= Beginning of Section =
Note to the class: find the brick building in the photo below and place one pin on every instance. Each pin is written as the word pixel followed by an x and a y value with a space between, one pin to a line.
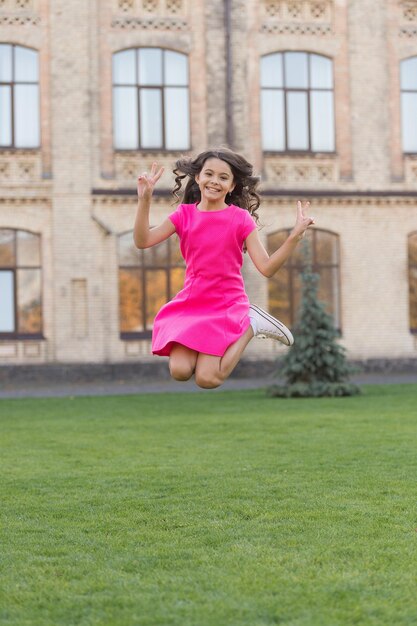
pixel 321 95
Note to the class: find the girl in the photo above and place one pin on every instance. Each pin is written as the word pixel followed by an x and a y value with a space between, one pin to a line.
pixel 206 327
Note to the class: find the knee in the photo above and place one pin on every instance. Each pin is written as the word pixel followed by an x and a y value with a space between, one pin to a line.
pixel 181 371
pixel 207 380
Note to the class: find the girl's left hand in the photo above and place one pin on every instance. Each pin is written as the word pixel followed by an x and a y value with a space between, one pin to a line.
pixel 303 221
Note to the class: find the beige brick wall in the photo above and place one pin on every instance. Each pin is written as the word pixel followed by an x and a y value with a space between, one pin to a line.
pixel 50 191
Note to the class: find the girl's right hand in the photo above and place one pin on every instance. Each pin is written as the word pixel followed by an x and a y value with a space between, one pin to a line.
pixel 146 182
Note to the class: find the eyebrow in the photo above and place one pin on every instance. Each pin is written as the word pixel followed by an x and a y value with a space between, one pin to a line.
pixel 208 169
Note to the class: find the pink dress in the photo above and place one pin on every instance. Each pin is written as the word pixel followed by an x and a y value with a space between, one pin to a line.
pixel 211 311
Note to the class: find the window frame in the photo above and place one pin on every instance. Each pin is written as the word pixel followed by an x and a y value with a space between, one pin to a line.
pixel 405 91
pixel 144 268
pixel 12 147
pixel 308 90
pixel 412 235
pixel 162 86
pixel 16 335
pixel 292 267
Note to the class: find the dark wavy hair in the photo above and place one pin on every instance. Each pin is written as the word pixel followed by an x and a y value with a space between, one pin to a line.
pixel 243 195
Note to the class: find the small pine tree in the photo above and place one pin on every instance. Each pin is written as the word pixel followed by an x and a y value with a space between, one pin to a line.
pixel 316 365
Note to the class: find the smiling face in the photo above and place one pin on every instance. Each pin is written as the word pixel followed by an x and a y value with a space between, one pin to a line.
pixel 215 180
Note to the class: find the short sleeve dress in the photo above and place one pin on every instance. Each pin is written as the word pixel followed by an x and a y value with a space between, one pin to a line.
pixel 211 311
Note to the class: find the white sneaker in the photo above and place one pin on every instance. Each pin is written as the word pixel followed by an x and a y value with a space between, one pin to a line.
pixel 265 326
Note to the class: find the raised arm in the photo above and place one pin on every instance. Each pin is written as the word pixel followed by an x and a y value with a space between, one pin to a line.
pixel 269 265
pixel 143 235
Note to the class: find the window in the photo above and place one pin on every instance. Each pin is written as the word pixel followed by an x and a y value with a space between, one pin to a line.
pixel 284 289
pixel 20 284
pixel 412 280
pixel 297 111
pixel 147 280
pixel 19 97
pixel 150 100
pixel 408 82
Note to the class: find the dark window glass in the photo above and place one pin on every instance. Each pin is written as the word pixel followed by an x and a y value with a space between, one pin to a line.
pixel 284 289
pixel 147 280
pixel 297 103
pixel 19 97
pixel 20 284
pixel 150 100
pixel 412 280
pixel 408 82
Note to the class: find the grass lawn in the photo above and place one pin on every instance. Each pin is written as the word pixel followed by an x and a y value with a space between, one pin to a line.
pixel 209 510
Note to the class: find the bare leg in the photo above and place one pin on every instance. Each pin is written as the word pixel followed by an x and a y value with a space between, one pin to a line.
pixel 212 371
pixel 182 362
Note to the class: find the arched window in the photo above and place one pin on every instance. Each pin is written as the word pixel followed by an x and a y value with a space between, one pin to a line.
pixel 284 289
pixel 297 108
pixel 408 81
pixel 147 280
pixel 412 280
pixel 150 100
pixel 20 284
pixel 19 97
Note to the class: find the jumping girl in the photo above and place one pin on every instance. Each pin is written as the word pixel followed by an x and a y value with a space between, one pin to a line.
pixel 206 327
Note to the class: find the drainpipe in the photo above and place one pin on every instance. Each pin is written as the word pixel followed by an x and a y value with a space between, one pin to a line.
pixel 230 139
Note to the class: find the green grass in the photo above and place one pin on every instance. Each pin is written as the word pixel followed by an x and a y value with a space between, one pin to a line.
pixel 209 510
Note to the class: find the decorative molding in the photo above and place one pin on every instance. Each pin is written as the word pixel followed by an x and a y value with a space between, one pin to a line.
pixel 19 20
pixel 287 171
pixel 408 19
pixel 410 170
pixel 19 13
pixel 18 167
pixel 409 11
pixel 151 7
pixel 135 23
pixel 297 17
pixel 18 5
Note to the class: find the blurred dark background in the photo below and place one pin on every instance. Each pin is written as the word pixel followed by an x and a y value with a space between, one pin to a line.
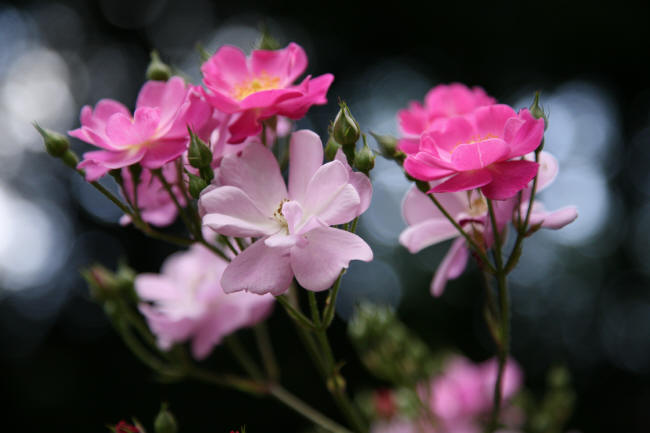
= End of Section =
[TO DO] Return an exact copy of the data above, apart from any pictures.

[RESULT OF THE TASK]
Note to the class: find the brick building in the photo below and place one pin on every instance. Each pin is written as the word pixel followed by an x and a y value with a space between, one pin to a line.
pixel 321 95
Note to the class: find the girl in the photo above and place one pin on every instance. Each pin is written as the word pixel followed by an x and a y value with a space between, one pin to a line.
pixel 206 327
Note to the class: find the knee in the photo above and place one pin on every instance. Each pin is written as the word pixel followed by an x and a y value with a space between, one pin to a line.
pixel 181 371
pixel 207 380
Note to the class: find the girl's left hand in the photo above and place one pin on every instance. Each pin is written as the word pixel followed by an x and a y value with a space between, one pin to a line.
pixel 303 221
Note to the class: find the beige brick wall in the photo above and place one pin on every instance. Each pin is written as the word pixel followed by an x and a y value with a space between, one pin to a line.
pixel 50 191
Note to the class: find the girl's right hand in the photo above and place one pin on every instance. Each pin is written as the word pixel followed by an x and a y value with a space between, one pin to a line.
pixel 146 182
Note to the class: find the eyebrow in the photo above and place one pin on every instance. Each pin is written as the word pixel followed by an x and a y value with a space between, one pin to a line.
pixel 208 169
Note to the class: find the pink dress in the photo above and place one pin on every instance. Each pin is written as the word pixel followed by an x and a y value with a space between, one pin to a line.
pixel 211 311
Note to the class: find the window frame in the photo above and place one pin on every instance. Each pin is written as the word pixel followed by an x and a y value with a space between, one pin to a line.
pixel 405 91
pixel 144 268
pixel 12 147
pixel 308 90
pixel 412 235
pixel 162 86
pixel 16 335
pixel 292 267
Note to the class: find the dark wavy hair in the photo above and place one pin on every instance. Each pin is written as the word pixel followed by an x and a y value with a space between, one pin to a line.
pixel 243 195
Note to the class: find the small pine tree in the photo above and place one pin on every instance. Each pin is written as the word pixel followed by an x and a y value with a space between, one pin to a line.
pixel 316 365
Note to the class: find the smiling face in the photo above and place one pin on every instance. Each pin is written as the word pixel followed by an x and a y value with a space between, one pin to a line.
pixel 215 180
Note to the class: find the short sleeve dress in the photo above and place one pin on every instance. Each pin is written as the word pixel followed by an x and a y value with a space between, one pin to a line.
pixel 211 311
Note to the class: find the white sneaker in the photo above and place one pin on every instance. Each pin is written as the word pixel followed by an x and a y value with a space between, one pin to a line.
pixel 265 326
Note to the class: find the raised arm in the photo above and place one pin on every instance. Each pin is written as the word pixel followed by an x and a y value with a space between, one pin to a line.
pixel 269 265
pixel 143 235
Note to the class: find the window in the photo above and place one pin on every instance. Each pin is written as the word pixel followed by an x and a y value with a space between, one pin to a line.
pixel 284 289
pixel 20 284
pixel 412 280
pixel 297 111
pixel 147 280
pixel 19 97
pixel 150 100
pixel 408 82
Note to the class: find the dark window glass in the photo above and place one pin on every instance. Each pin is written as the word pixel followed by an x and a y value with a space between, one pin to a line.
pixel 284 289
pixel 147 280
pixel 297 103
pixel 19 97
pixel 20 284
pixel 150 100
pixel 412 280
pixel 408 82
Note to the class: find the grass lawn in the photo above and place one pin on every instance. Each pin is written as the word pixel followed by an x and a y value with a space between, one pin to a line.
pixel 209 510
Note to the class: find the bare leg in the photo above and place one pin on every instance. Each pin is written as the word pixel followed by an x and a y value with a space between, one pin to a line.
pixel 212 371
pixel 182 362
Note to the class: find the arched window in the photo above and place one pin on every instance. Each pin is written as the word pixel followed by an x and a y value with a space between, one pin to a line.
pixel 284 289
pixel 297 108
pixel 408 81
pixel 147 280
pixel 412 280
pixel 150 100
pixel 20 284
pixel 19 97
Note to the class: find the jumping girl in the photo above and place one pin on every instance. Each pin is written as the word pixel followed by an x and a y value with a space between, one pin to a line.
pixel 206 327
Note to the class: find the drainpipe in the photo above and place one pin on every instance. Each pin is written as the word pixel followed by an x and a y value with a space between, one pin to a line.
pixel 230 139
Note to the class: find the green grass in the photo above and place one pin on every instance. Each pin is written as the word pixel followed by an x and a y value with a space between, one pin to a line.
pixel 209 510
Note to the class: find the decorative molding in the photo above and place one pin on every instance. Each pin is written as the word pixel followed by an x and a y value with a space between, one pin to a line.
pixel 19 20
pixel 287 171
pixel 408 19
pixel 410 170
pixel 19 13
pixel 18 167
pixel 409 11
pixel 151 7
pixel 135 23
pixel 297 17
pixel 18 5
Note to the class: find the blurred dark background in the photo below and place one pin on every instance. Each pin is written as the word pixel followed by an x and a y value with a space between, one pin to a line.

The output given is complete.